-- Письменное задание 1 --
Измените масштаб в перечне: перепишите все строки, начиная со строки, где стоит «Could you point to every instance of the muddy», и вниз до строки, где стоит «<point>436,741</point>», включая обе и вместе с запросами, а каждую координату в ответах умножьте на 0,3 и округлите до целого (половины вверх). Выведите только эти строки.

-- Приведённый отрывок --
┄┄┄┄┄┄
Одним из первых пришло сообщение о том, что противник взорвал мост через реку Сестру. Это известие сопровождалось докладом о принятых мерах: “Саперы с готовыми деталями моста направлены к месту происшествия”. Такие действия отрабатывались на учениях, и мне оставалось лишь напомнить, чтобы люди не забывали соблюдать правила безопасности во время работы.

Восстановили мост в считанные часы.

Один из докладов носил отнюдь не инженерный характер. Накануне в округ приехал начальник политуправления РККА Л. З. Мехлис. Перед наступлением он отправился в части, чтобы на месте познакомиться с обстановкой, побеседовать с людьми. В одной из рот его и застал приказ об атаке. Он, не раздумывая, стал во главе роты и повел ее за собой. Никто из окружающих не сумел отговорить Мехлиса от этого шага. Спорить же с Львом Захаровичем было очень трудно...
┄┄┄┄┄┄
-- Приведённый перечень --
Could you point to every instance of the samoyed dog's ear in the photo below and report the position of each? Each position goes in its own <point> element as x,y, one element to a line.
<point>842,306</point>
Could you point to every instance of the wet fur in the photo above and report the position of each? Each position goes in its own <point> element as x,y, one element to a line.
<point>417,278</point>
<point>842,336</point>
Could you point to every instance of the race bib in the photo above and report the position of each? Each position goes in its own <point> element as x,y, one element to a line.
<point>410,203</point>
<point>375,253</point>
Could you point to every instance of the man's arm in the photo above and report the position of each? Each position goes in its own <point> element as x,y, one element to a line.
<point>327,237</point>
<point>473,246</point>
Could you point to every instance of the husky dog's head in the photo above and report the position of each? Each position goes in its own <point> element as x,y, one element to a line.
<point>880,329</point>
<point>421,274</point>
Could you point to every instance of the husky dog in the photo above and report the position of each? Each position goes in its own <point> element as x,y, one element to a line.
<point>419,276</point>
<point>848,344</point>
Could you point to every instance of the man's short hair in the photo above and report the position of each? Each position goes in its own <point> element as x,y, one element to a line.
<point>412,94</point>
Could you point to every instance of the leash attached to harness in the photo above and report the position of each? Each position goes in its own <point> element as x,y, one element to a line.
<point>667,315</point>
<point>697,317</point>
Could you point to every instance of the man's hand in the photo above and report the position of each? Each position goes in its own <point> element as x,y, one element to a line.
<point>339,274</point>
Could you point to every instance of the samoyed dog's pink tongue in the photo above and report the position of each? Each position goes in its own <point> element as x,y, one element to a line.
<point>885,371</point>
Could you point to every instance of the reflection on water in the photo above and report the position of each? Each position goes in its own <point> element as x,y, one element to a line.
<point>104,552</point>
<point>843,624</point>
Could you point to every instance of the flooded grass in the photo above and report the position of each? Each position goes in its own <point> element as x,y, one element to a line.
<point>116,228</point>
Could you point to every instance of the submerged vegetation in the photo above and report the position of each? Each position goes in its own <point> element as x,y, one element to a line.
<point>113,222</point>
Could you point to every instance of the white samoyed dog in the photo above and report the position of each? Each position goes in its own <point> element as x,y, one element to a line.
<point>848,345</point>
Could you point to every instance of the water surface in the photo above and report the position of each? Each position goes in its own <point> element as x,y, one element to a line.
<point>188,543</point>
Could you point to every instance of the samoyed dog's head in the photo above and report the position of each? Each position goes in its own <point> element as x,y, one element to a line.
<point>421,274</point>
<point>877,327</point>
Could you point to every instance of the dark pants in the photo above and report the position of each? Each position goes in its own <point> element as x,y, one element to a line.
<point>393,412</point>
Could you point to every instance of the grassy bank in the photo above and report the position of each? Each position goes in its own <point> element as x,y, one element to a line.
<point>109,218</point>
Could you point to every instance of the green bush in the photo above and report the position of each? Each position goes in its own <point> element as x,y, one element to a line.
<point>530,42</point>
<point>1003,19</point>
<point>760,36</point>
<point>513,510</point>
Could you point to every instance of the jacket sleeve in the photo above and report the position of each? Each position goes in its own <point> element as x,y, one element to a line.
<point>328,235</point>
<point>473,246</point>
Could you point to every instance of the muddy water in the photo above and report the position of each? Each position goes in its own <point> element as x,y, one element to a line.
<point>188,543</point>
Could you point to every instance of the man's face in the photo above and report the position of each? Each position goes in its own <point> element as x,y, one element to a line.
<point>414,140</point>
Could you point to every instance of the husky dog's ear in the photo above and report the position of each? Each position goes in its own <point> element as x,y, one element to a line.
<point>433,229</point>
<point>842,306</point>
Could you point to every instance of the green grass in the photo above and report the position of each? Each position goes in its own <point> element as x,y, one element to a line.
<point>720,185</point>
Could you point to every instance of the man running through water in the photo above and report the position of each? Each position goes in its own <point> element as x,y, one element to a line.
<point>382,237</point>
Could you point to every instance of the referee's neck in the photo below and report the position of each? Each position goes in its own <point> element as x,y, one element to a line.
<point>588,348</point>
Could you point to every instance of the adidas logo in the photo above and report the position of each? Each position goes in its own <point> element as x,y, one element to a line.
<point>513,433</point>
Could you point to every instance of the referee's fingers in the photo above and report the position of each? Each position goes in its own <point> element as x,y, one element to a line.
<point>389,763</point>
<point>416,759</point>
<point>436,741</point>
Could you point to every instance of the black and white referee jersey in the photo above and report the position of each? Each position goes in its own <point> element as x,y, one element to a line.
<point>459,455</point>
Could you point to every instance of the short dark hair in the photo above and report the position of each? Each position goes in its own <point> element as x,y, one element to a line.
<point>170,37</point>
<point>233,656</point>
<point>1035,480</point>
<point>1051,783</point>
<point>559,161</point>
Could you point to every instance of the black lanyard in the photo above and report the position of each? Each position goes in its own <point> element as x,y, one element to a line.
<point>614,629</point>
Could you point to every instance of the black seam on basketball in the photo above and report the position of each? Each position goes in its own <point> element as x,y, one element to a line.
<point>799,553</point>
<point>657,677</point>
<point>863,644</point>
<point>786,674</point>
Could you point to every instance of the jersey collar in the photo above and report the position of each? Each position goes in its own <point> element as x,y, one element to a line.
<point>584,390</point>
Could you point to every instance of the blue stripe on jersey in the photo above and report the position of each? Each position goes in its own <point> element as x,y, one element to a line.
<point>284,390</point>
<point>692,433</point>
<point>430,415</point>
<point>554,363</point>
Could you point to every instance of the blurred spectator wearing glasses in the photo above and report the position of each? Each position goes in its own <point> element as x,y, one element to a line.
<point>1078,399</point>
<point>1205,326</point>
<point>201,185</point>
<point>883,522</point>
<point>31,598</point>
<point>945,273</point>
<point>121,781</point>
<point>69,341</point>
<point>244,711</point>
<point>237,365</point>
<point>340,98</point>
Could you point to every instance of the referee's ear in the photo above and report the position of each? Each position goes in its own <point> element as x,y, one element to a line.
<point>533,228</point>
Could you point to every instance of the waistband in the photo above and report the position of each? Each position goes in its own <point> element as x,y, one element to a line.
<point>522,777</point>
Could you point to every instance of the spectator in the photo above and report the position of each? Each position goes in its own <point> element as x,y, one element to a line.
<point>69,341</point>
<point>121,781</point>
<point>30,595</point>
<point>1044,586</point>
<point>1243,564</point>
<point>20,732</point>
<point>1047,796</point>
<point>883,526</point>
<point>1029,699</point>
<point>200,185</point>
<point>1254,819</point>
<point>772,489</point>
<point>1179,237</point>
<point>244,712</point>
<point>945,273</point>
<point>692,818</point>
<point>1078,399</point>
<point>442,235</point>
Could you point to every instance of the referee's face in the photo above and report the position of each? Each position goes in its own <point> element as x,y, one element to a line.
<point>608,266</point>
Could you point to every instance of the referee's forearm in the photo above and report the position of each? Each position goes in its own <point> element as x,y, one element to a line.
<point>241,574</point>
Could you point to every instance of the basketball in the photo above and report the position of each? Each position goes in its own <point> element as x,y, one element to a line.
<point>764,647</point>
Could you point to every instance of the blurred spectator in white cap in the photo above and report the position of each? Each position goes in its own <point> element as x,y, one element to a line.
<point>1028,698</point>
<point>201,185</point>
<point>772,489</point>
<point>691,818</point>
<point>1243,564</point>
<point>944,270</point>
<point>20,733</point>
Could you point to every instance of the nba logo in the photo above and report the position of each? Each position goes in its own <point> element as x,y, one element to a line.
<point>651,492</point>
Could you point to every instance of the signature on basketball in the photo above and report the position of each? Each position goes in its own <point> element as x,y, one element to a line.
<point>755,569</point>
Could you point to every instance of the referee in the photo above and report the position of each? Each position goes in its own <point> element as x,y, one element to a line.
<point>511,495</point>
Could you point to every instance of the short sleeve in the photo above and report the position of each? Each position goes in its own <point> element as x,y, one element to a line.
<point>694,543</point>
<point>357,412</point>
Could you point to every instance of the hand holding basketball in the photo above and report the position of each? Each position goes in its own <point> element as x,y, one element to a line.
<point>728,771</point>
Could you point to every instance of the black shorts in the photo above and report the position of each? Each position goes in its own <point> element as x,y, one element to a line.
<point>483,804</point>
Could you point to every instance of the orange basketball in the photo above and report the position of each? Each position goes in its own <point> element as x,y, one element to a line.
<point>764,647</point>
┄┄┄┄┄┄
-- Письменное задание 2 --
Ответьте по приведённому отрывку:
(а) Что, согласно первому сообщению, взорвал противник?
(б) За какой срок был восстановлен мост?
(в) Кто накануне приехал в округ?

-- Полный ответ 1 --
Could you point to every instance of the muddy water in the photo above and report the position of each? Each position goes in its own <point> element as x,y, one element to a line.
<point>56,163</point>
Could you point to every instance of the man's face in the photo above and report the position of each? Each position goes in its own <point> element as x,y, one element to a line.
<point>124,42</point>
Could you point to every instance of the husky dog's ear in the photo above and report the position of each? Each position goes in its own <point> element as x,y, one element to a line.
<point>130,69</point>
<point>253,92</point>
Could you point to every instance of the green grass in the photo above and report the position of each? Each position goes in its own <point> element as x,y, one element to a line.
<point>216,56</point>
Could you point to every instance of the man running through water in the photo above and report the position of each? Each position goes in its own <point> element as x,y, one element to a line.
<point>115,71</point>
Could you point to every instance of the referee's neck in the photo below and report the position of each? Each position goes in its own <point> element as x,y, one element to a line.
<point>176,104</point>
Could you point to every instance of the adidas logo in the photo above and report the position of each? Each position goes in its own <point> element as x,y, one element to a line.
<point>154,130</point>
Could you point to every instance of the referee's fingers in the photo above and report the position of each? Each position goes in its own <point> element as x,y, one element to a line.
<point>117,229</point>
<point>125,228</point>
<point>131,222</point>

-- Полный ответ 2 --
(а) Мост через реку Сестру.
(б) За считанные часы.
(в) Начальник политуправления РККА Л. З. Мехлис.